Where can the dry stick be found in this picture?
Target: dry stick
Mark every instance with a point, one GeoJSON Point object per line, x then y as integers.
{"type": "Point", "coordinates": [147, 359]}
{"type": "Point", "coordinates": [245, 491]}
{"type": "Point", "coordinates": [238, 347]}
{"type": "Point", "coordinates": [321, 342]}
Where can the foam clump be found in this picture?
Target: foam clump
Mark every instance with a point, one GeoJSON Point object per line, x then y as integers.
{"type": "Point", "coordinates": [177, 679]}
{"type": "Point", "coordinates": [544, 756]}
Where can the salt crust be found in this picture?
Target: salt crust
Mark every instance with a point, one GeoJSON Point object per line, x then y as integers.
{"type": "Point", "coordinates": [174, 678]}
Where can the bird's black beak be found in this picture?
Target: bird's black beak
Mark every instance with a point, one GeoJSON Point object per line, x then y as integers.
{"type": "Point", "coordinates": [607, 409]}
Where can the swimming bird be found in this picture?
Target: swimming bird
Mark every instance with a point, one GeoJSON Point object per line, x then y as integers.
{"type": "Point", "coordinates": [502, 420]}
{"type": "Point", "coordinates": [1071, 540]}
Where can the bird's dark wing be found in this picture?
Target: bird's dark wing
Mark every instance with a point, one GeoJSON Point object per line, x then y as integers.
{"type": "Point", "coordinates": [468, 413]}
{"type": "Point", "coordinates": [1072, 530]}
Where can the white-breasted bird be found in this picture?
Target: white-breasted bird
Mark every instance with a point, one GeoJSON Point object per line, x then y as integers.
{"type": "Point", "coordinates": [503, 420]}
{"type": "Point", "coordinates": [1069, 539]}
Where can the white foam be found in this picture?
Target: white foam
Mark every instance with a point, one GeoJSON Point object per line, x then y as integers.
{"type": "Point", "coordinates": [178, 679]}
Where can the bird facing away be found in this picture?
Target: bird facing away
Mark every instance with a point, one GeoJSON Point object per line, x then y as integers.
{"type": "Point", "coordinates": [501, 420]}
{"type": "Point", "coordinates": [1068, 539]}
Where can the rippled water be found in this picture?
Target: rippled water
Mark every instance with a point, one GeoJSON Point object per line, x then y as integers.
++++++++
Directive:
Pull out every line from the one with "Where can the swimming" to the end of the listing, and output only those.

Exercise output:
Where can the swimming bird be found in this picture?
Target: swimming bird
Mark every instance with a point, one GeoJSON Point object per line, x then y as integers.
{"type": "Point", "coordinates": [502, 420]}
{"type": "Point", "coordinates": [1071, 540]}
Where can the bird's dark wing be found in this picture?
Target: bird's dark wing
Mark every instance with a point, one GeoJSON Point object per line, x then y as integers.
{"type": "Point", "coordinates": [468, 413]}
{"type": "Point", "coordinates": [1072, 530]}
Where can the white-breasted bird be found in this picture?
Target: white-breasted bird
Mark every instance with a point, one GeoJSON Point object per line, x then y as integers.
{"type": "Point", "coordinates": [503, 420]}
{"type": "Point", "coordinates": [1069, 539]}
Where can the white foam be found in this picture?
Target: white foam
Mark every instance with a point, one GeoJSON Point object per line, x then y as integers.
{"type": "Point", "coordinates": [178, 679]}
Where can the bird facing away be found in this picture?
Target: bird facing away
Mark every instance with a point, one GeoJSON Point object per line, x then y as integers.
{"type": "Point", "coordinates": [501, 420]}
{"type": "Point", "coordinates": [1068, 539]}
Where can the rippled water be found in this picture?
Target: rippled water
Mark every instance with a point, one GeoJSON Point object per line, x then y as integers.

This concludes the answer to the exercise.